Problem details ▸
Calculate how many lines in the following records hold the word "white", and report that number without comment.

[Saved data entries]
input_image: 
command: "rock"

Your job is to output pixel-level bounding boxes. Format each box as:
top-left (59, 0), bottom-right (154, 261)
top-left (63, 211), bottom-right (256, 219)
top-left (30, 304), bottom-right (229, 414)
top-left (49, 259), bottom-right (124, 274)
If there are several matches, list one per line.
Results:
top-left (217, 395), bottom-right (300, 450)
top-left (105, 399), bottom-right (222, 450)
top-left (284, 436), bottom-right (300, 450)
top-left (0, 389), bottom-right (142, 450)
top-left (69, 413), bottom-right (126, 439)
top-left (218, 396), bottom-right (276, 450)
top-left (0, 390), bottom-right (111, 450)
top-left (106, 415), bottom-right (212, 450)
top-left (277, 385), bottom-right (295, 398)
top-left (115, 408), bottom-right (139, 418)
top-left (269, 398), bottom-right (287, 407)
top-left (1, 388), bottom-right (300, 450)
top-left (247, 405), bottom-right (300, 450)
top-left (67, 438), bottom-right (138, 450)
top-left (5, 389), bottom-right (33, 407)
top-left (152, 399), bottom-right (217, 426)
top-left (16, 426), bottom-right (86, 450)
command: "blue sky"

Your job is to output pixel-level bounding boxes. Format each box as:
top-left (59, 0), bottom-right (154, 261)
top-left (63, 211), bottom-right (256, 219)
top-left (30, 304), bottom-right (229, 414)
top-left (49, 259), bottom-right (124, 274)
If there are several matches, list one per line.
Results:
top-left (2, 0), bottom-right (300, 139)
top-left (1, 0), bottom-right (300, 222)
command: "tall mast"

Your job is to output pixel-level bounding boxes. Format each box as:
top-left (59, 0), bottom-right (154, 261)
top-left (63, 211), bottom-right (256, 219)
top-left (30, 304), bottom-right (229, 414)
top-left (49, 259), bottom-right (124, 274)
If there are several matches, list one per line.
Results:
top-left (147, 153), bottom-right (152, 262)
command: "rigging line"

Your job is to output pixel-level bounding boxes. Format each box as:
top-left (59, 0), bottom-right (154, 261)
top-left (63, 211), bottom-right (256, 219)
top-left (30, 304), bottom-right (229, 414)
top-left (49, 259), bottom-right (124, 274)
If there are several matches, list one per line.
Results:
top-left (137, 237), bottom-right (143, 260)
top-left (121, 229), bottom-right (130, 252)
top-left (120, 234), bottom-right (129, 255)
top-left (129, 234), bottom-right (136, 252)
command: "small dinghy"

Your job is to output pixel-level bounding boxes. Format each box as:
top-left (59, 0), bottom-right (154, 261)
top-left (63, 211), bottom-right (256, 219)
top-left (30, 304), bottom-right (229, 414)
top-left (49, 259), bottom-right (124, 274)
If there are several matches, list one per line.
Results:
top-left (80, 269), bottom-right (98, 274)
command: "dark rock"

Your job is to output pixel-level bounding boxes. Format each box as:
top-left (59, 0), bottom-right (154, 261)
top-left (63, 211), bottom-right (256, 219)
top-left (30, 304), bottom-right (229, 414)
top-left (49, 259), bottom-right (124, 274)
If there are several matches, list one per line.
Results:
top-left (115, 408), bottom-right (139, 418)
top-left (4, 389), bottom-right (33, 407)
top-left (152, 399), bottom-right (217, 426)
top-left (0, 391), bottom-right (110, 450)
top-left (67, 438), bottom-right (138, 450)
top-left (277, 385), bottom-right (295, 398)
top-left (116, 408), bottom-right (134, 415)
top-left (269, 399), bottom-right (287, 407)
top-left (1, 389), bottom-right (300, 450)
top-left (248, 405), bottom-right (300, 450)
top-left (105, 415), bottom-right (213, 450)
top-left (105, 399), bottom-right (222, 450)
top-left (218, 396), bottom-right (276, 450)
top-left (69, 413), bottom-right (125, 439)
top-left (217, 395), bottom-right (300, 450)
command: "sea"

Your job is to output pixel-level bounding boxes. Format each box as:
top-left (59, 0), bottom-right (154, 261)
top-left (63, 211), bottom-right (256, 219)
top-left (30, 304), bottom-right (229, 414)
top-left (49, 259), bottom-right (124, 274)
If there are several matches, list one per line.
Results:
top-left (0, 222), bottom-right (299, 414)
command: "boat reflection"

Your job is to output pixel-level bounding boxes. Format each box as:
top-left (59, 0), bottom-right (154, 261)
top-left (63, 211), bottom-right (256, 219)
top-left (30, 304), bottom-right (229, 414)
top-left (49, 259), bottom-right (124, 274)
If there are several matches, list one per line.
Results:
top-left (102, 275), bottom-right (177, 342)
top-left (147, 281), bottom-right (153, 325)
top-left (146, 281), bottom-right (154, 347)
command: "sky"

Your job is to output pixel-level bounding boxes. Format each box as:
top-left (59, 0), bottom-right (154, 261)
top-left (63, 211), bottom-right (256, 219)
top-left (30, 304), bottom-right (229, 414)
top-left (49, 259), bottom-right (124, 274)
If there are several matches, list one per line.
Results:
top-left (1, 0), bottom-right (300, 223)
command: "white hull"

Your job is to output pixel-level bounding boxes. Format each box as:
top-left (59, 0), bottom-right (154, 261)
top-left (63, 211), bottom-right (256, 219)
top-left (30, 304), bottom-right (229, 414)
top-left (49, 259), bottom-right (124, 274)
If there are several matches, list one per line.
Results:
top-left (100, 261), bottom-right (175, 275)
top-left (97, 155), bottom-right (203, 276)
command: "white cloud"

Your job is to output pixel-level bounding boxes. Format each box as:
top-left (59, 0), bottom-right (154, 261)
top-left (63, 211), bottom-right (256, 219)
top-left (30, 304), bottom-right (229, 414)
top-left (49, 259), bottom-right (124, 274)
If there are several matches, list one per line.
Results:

Written response ▸
2